Position annotation records:
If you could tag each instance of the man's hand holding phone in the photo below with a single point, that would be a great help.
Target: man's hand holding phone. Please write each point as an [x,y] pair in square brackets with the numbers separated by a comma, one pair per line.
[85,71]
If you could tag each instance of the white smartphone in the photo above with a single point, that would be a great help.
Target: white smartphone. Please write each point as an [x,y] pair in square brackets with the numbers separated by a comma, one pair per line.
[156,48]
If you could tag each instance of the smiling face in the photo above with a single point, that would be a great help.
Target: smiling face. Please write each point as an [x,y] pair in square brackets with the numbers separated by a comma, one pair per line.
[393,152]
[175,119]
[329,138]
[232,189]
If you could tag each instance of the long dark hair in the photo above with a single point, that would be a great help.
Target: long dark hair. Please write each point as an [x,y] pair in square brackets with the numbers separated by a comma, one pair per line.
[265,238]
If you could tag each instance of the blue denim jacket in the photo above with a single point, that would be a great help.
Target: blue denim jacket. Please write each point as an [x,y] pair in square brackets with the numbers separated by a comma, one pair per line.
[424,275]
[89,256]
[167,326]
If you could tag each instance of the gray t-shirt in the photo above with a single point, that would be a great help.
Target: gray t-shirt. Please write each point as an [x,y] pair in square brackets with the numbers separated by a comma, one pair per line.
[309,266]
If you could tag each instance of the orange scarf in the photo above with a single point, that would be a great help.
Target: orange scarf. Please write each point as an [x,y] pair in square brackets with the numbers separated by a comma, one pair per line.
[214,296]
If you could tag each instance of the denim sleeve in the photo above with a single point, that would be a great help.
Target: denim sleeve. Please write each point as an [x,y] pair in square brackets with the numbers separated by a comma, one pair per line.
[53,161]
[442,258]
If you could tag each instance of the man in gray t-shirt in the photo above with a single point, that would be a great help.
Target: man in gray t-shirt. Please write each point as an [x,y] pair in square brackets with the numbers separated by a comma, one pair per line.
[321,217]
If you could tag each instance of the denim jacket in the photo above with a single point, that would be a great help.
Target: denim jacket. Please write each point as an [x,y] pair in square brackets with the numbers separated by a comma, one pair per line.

Aim: Lay out every line of the data above as a JSON list of strings, one string per line, with blank lines omitted.

Solution for this task:
[
  "If you could tag each instance of the man's hand holding phone in the photo below with a single point, that would be a great help.",
  "Target: man's hand holding phone. Please write each point as an [x,y] pair in square brackets with the numbers separated by a comma, one pair per line.",
  "[85,71]",
  "If you could tag each instance of the white smartphone in the photo above with a single point, that would be a great help.",
  "Target: white smartphone. Please write each point as an [x,y] pair in square brackets with the numbers separated by a comma, one pair per line.",
  "[156,48]",
  "If you could tag each instance of the smiling face in the photo above with a single point, that would be a great help.",
  "Target: smiling face. Please write each point as an [x,y] pair in square brackets with the numbers separated by a comma, one pair per line.",
  "[393,152]",
  "[175,119]",
  "[329,138]",
  "[232,189]",
  "If you could tag each instance of the long dark hair in the photo above with a single point, that would be a great help.",
  "Target: long dark hair. Please write each point as an [x,y] pair in square brackets with the numbers separated by a comma, one pair per line.",
  "[265,238]",
  "If you could tag each instance of the blue denim jacket in the photo above with a single point, that would be a great help.",
  "Target: blue denim jacket. Please write each point as an [x,y] pair in square brackets with the numbers separated by a comma, one pair per line.",
  "[424,275]",
  "[89,256]",
  "[167,326]",
  "If you could tag each instance of the gray t-shirt in the photo above with a single point, that would be a great help.",
  "Target: gray t-shirt. Please write each point as an [x,y] pair in square brackets with the numbers separated by a comma, one pair per line.",
  "[309,266]",
  "If you could tag each instance of the orange scarf in the photo above with a single point, that would be a great help.",
  "Target: orange scarf. Please write each point as an [x,y] pair in square brackets with the numbers separated by a comma, one pair per line.",
  "[214,296]",
  "If you could tag each instance of the denim sleeve in the photo above with a single point, that would be a great help.",
  "Target: denim sleeve. Please write each point as an [x,y] pair in square brackets with the numbers separated by a comma, one pair per line.",
  "[53,161]",
  "[442,258]",
  "If you could tag each instance of the man in gray t-shirt in the photo above with a single point, that would be a great help.",
  "Target: man in gray t-shirt. Please write each point as an [x,y] pair in square brackets with the numbers separated by a comma, one pair per line.",
  "[321,217]",
  "If you could tag each instance of the denim jacket in the photo above with a single point, that would be a great help.",
  "Target: denim jacket. Please write each point as an [x,y] pair in square brackets with the numbers separated by a comma, one pair per line."
]